Where "Format" occurs in a line of the entries below, copy that line.

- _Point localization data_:

┄┄┄┄┄┄┄┄┄┄

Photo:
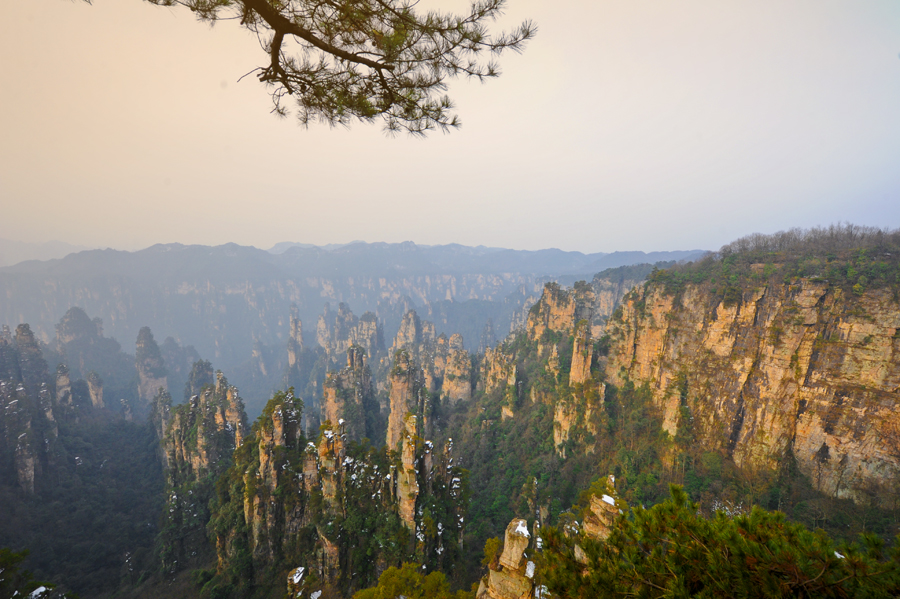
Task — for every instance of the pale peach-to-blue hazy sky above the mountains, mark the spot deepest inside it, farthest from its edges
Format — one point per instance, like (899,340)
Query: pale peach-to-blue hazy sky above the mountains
(651,125)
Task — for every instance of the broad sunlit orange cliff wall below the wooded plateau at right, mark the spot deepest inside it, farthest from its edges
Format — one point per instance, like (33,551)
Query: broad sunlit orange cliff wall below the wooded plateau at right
(789,368)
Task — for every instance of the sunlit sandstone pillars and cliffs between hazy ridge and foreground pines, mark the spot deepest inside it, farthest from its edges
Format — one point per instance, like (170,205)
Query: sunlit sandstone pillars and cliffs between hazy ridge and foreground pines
(752,377)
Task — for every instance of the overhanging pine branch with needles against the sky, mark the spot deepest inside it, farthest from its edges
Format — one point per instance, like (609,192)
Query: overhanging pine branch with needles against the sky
(364,59)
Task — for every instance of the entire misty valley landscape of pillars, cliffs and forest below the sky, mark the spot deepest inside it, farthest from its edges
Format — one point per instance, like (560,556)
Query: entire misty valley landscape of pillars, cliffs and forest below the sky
(384,420)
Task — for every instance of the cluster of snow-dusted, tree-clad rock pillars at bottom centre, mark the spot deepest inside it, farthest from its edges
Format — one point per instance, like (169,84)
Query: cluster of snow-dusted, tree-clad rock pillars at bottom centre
(335,511)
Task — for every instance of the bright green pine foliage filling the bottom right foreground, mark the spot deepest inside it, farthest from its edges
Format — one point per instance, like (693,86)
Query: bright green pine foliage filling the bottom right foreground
(671,550)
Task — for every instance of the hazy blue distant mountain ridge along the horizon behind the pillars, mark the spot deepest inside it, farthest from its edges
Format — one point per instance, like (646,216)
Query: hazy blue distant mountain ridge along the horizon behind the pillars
(224,300)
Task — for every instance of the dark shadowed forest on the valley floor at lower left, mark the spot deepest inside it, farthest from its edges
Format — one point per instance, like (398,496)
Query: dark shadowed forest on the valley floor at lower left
(93,524)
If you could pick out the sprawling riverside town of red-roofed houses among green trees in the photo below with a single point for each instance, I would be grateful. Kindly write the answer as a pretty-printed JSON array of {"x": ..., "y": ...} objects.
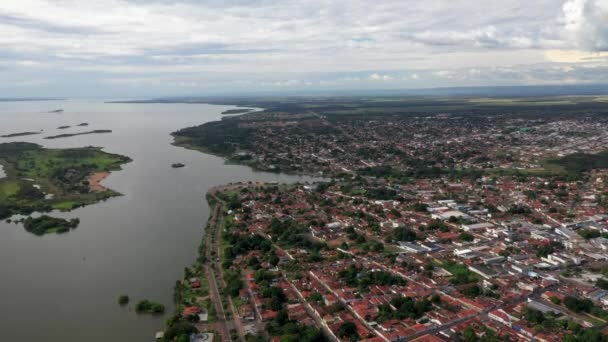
[{"x": 501, "y": 234}]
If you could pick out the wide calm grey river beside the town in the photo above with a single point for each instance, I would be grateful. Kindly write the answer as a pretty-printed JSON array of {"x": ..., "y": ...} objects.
[{"x": 65, "y": 287}]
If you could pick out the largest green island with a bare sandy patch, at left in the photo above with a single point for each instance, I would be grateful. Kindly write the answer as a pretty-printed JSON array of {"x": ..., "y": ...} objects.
[{"x": 40, "y": 180}]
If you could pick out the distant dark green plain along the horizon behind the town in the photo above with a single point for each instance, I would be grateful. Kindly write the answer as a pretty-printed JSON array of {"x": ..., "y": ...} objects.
[{"x": 373, "y": 106}]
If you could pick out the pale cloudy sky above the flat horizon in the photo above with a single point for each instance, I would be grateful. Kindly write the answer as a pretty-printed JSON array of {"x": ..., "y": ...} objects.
[{"x": 72, "y": 48}]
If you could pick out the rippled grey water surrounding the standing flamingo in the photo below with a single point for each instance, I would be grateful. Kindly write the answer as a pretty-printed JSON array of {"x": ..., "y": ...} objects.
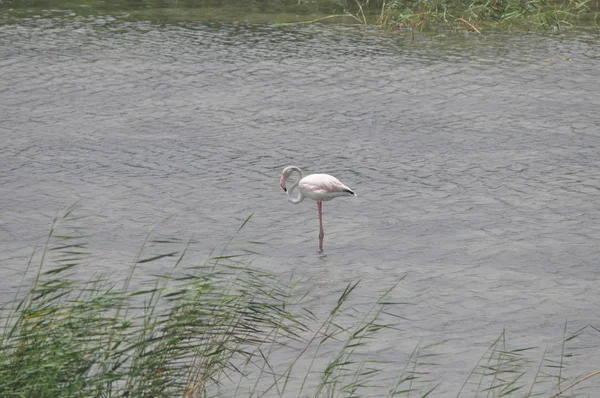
[{"x": 475, "y": 161}]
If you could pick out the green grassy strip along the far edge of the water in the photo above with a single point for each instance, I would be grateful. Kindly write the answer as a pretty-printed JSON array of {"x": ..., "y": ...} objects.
[{"x": 421, "y": 15}]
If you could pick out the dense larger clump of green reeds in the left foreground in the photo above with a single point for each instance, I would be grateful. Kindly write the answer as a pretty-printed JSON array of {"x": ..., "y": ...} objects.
[{"x": 189, "y": 333}]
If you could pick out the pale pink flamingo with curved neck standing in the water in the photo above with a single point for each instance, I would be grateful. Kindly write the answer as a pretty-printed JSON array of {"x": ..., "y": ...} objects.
[{"x": 318, "y": 187}]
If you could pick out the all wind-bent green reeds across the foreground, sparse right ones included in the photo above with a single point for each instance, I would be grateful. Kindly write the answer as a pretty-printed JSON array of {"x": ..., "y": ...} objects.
[{"x": 225, "y": 327}]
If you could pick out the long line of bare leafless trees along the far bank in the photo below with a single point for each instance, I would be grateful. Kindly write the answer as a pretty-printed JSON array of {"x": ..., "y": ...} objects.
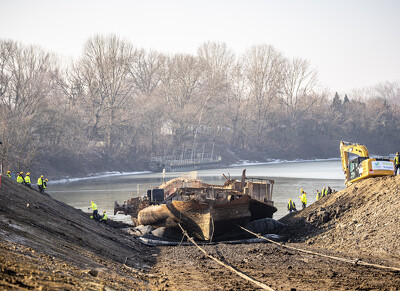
[{"x": 116, "y": 105}]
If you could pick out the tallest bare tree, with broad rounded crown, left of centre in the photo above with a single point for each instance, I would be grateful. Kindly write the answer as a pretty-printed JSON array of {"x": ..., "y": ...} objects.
[{"x": 102, "y": 73}]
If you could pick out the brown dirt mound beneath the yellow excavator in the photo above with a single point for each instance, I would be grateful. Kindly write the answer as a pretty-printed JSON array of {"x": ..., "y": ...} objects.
[{"x": 362, "y": 220}]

┄┄┄┄┄┄┄┄┄┄

- _Answer to this problem_:
Format — one point per instance, like (899,340)
Format — one point per instance, like (33,551)
Format — one point per instance, like (170,205)
Format — one point per instance, like (609,192)
Format — one point per instance, like (560,556)
Format — one point per instance, like (169,84)
Format — one point per instance, like (693,86)
Format — one point per instance, like (646,216)
Format — one point per instance, like (398,496)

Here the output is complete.